**Exercise requirements**.
Reproduce word for word the items below, starting at the line that contains "Kindly outline every instance of the rocky" and ending at the final line of the items.
>>>
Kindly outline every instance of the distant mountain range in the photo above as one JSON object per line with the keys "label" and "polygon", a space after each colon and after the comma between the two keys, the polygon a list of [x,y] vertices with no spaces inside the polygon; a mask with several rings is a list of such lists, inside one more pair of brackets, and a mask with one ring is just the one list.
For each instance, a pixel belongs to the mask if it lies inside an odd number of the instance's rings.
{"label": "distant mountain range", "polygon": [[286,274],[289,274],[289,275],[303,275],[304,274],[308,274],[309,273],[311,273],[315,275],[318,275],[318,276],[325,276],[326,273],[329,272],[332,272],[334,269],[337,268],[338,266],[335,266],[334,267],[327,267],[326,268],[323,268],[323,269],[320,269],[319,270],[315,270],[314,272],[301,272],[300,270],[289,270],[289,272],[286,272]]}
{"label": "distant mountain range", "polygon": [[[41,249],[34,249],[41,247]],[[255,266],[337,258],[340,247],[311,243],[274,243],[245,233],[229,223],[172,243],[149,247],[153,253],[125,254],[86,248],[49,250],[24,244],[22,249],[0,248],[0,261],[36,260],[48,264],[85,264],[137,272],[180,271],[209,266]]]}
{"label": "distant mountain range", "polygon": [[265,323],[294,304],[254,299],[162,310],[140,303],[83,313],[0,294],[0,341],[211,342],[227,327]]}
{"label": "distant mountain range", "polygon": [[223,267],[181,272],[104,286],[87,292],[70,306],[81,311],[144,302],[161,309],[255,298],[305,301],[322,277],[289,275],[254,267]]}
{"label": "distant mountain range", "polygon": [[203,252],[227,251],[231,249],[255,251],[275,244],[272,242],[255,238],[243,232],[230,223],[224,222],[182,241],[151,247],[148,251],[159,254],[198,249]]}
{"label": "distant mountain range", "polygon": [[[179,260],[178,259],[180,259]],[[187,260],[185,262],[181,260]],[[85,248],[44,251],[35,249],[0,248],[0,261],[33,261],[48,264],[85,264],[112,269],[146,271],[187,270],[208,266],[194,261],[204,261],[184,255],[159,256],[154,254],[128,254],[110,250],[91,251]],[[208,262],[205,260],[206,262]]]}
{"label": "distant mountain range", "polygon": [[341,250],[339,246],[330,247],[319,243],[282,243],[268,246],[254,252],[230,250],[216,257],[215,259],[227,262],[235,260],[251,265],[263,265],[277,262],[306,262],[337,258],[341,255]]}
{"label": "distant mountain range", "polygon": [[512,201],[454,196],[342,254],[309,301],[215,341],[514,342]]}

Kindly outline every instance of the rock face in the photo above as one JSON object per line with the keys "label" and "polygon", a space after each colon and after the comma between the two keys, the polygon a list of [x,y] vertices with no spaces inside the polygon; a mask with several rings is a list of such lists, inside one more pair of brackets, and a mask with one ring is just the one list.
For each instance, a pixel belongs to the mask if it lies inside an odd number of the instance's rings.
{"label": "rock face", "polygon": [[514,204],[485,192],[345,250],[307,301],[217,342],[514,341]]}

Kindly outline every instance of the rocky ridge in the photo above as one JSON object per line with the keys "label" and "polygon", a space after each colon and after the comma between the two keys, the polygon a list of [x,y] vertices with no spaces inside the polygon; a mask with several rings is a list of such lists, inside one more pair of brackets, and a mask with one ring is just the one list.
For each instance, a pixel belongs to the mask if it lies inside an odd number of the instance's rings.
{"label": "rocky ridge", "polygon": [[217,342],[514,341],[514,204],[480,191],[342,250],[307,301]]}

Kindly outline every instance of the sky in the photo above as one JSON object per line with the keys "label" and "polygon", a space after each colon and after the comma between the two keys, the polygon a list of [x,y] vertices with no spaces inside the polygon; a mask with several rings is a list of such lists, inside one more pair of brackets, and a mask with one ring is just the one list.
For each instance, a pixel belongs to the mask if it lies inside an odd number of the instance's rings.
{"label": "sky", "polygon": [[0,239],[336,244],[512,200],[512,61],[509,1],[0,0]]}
<<<
**Response**.
Kindly outline every instance of the rocky ridge in the photo above as one JSON object per line with the keys "label" and "polygon", a space after each colon and after the comma between the two keys, the polygon a list of [x,y] vertices with no spaces inside the polygon; a mask with several rings is a list of such lists, inside one more pair of brackets, and a mask with one ring is just the one list.
For each instance, a pixel belongs to the mask if it lies inside an odd number of the instance's rings.
{"label": "rocky ridge", "polygon": [[217,342],[514,341],[514,204],[480,191],[342,250],[307,301]]}

Kindly outline every instance of the sky in the photo above as one JSON object per line with the keys "label" and "polygon", a space after each colon and after the comma between the two keys, the polygon a list of [x,y] vertices with no spaces inside the polygon; a mask with several rings is a list of such lists, inside one more pair of brackets, and a mask with one ring is just the one list.
For each instance, a pixel belongs to the mask if it lies inside an odd number of the instance's rings.
{"label": "sky", "polygon": [[0,239],[336,244],[512,200],[512,61],[509,1],[0,0]]}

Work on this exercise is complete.